— BEGIN —
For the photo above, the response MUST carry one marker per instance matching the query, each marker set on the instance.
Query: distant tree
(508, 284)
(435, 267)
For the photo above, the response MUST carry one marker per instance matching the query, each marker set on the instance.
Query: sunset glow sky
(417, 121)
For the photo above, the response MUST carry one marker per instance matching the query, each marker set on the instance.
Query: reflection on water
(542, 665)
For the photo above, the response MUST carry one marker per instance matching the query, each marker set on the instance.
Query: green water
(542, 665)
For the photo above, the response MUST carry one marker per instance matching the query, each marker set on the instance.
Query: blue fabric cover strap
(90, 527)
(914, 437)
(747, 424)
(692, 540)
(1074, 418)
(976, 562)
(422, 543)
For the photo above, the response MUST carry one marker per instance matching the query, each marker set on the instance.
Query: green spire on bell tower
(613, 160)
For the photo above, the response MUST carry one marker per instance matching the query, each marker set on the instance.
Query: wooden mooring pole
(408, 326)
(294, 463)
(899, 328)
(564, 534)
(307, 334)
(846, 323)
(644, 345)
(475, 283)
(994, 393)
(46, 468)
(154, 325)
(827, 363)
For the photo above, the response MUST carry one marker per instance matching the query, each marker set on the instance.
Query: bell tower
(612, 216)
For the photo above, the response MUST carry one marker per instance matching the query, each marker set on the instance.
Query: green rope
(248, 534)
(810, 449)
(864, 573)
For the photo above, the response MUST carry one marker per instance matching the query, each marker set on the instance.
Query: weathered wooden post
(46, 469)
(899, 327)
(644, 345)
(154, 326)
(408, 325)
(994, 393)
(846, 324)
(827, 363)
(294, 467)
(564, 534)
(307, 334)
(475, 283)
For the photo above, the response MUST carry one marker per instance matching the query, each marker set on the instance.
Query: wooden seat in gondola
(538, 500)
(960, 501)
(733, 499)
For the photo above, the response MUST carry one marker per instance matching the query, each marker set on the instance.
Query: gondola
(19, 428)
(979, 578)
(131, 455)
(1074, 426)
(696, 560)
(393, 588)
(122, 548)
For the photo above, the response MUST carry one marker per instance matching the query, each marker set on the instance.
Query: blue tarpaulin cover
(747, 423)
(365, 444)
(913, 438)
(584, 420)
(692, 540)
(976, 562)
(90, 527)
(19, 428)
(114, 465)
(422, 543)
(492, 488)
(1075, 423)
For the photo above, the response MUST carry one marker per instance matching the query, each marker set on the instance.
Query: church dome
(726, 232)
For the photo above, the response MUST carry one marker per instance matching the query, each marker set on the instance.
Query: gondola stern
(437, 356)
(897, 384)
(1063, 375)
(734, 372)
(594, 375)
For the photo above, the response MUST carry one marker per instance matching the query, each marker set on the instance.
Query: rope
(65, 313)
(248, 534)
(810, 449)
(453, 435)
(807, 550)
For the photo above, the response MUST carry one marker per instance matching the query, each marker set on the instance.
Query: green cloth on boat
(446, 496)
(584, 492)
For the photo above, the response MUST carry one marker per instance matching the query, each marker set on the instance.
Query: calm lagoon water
— END —
# EXERCISE INSTRUCTIONS:
Copy all data exactly, start to finish.

# RESPONSE:
For the photo above, the response MUST carry one marker per instance matching the query, each marker set on the instance.
Query: distant tree
(508, 284)
(435, 267)
For the photo above, the response MUST carry one marker per instance matching the query, each marker set on the instance.
Query: sunset glow sky
(417, 121)
For the photo above, the response MUST carry one marker per instance matching the query, each marker set on the instance.
Query: reflection on water
(542, 665)
For the photo above, the response MUST carry one marker per instance matching the query, each marker set on the instance.
Query: green water
(542, 665)
For the photo above, the response MUST carry one marker per instance matching the query, each marker set on the instance.
Query: blue fabric cover strap
(90, 527)
(914, 437)
(747, 424)
(692, 540)
(1074, 418)
(976, 562)
(422, 543)
For the photo above, the response MUST carry one marker per instance matching the query, each marker set on the instance.
Query: green spire on bell tower
(613, 160)
For the photo above, the response MUST carry one marker per instance matching the query, each marker set on the instance.
Query: wooden mooring pole
(408, 326)
(294, 463)
(899, 328)
(564, 534)
(307, 334)
(846, 323)
(644, 345)
(475, 283)
(994, 393)
(46, 468)
(154, 325)
(827, 363)
For the photo above, the response MUST carry one marker per instance matching the query, each marker set on the instance.
Query: bell tower
(612, 216)
For the photo above, the response MUST carry one marker per instance matching the query, each marker set on the instance.
Query: green rope
(248, 534)
(810, 449)
(864, 573)
For the photo above, the response MUST carry one marker per instance matching the query, each marker set on the instance.
Query: weathered wooden post
(46, 469)
(899, 327)
(644, 345)
(154, 326)
(408, 325)
(994, 393)
(846, 324)
(827, 363)
(294, 467)
(564, 534)
(307, 334)
(475, 283)
For the photo above, the response MUST carry one marker per instance matching the query, each marker set on the instance.
Query: wooden seat in gondola
(538, 500)
(960, 501)
(733, 499)
For the photo above, the response MUST carry one marker per instance matching the query, each marker set on the instance.
Query: gondola
(19, 428)
(979, 578)
(131, 455)
(1074, 426)
(696, 560)
(393, 588)
(122, 548)
For the photo above, the response MUST carry one marker per instance matching the query, each marker set on the instance.
Query: blue tarpaulin cover
(747, 423)
(365, 444)
(913, 438)
(584, 420)
(692, 540)
(976, 562)
(90, 527)
(19, 428)
(114, 465)
(422, 543)
(492, 488)
(1075, 423)
For the photo above, the response MUST carry one marker per instance matching the query, each marker set on the instance.
Query: church dome
(726, 232)
For the photo above, the response MUST carry one marker per instance matching the query, each marker set on the instance.
Query: gondola stern
(437, 356)
(897, 384)
(1063, 375)
(734, 372)
(594, 375)
For the photo above, the response MUST carry one marker per instance matching the query, each marker set on the instance.
Query: rope
(65, 313)
(248, 534)
(810, 449)
(453, 435)
(807, 550)
For the photo above, the response MUST carry one marker per instance matching the query, each marker set on the instance.
Query: green cloth on boat
(446, 496)
(584, 492)
For the photo above, the response MUST carry one marker per instance matching the query, each marker set on the instance.
Query: calm lagoon water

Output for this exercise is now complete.